(Collected data entries)

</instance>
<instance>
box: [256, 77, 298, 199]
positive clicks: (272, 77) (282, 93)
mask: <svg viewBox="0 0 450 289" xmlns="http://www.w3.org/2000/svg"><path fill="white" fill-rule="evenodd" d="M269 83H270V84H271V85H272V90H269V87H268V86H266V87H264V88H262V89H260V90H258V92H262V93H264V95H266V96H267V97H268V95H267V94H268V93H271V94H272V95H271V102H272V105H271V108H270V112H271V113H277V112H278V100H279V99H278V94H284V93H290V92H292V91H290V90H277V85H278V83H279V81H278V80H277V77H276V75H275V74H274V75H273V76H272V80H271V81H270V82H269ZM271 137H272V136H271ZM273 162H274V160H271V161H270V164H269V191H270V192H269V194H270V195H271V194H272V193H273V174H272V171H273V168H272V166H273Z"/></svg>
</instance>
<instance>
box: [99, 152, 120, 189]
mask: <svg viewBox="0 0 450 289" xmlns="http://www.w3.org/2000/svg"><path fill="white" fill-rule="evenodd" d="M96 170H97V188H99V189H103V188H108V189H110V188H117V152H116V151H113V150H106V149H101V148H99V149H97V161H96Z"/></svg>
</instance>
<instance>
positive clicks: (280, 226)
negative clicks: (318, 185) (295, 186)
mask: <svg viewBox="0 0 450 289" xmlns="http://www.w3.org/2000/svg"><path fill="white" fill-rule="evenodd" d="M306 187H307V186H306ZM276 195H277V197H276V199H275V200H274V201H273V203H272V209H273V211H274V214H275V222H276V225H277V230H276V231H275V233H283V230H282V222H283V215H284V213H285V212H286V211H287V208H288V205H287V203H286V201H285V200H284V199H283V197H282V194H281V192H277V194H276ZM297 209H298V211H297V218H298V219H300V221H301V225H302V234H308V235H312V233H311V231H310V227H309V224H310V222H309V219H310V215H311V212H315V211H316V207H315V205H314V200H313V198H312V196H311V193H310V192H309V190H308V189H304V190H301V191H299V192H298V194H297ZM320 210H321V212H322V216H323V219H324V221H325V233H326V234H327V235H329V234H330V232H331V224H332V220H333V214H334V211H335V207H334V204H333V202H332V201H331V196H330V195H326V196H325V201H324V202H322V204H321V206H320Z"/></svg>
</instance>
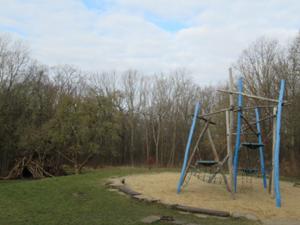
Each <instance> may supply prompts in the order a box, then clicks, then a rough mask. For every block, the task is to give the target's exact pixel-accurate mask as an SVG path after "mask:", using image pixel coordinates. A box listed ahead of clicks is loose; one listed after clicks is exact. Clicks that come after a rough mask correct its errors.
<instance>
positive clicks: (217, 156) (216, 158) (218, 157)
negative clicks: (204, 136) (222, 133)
mask: <svg viewBox="0 0 300 225" xmlns="http://www.w3.org/2000/svg"><path fill="white" fill-rule="evenodd" d="M207 136H208V140H209V142H210V145H211V148H212V151H213V154H214V157H215V160H216V161H218V162H219V161H220V158H219V155H218V152H217V149H216V146H215V143H214V141H213V139H212V136H211V132H210V129H209V128H207Z"/></svg>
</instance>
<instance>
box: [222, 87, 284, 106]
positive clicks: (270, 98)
mask: <svg viewBox="0 0 300 225" xmlns="http://www.w3.org/2000/svg"><path fill="white" fill-rule="evenodd" d="M217 91H219V92H223V93H227V94H235V95H243V96H245V97H248V98H253V99H258V100H263V101H269V102H275V103H278V102H279V101H278V100H277V99H272V98H266V97H261V96H257V95H250V94H246V93H243V92H238V91H227V90H220V89H219V90H217ZM283 103H287V101H283Z"/></svg>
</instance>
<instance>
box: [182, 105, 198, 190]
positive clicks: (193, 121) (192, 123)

# Work instructions
Copy out every line above that contains the word "clicks".

# Task answer
positive clicks: (272, 77) (282, 93)
positive clicks: (280, 226)
negative clicks: (318, 185) (295, 186)
Each <instance> may supply prompts in the order a box, then clicks, then a rough mask. For every block, the task is to give the target's exact pixel-accurate mask as an SVG path after "mask:", using image pixel coordinates. A box listed ahead of clicks is loose; one listed after clicks is exact. Clicks that come after a rough mask correct its errors.
positive clicks: (217, 156) (216, 158) (218, 157)
negative clicks: (204, 136) (222, 133)
positive clicks: (270, 98)
positive clicks: (193, 121) (192, 123)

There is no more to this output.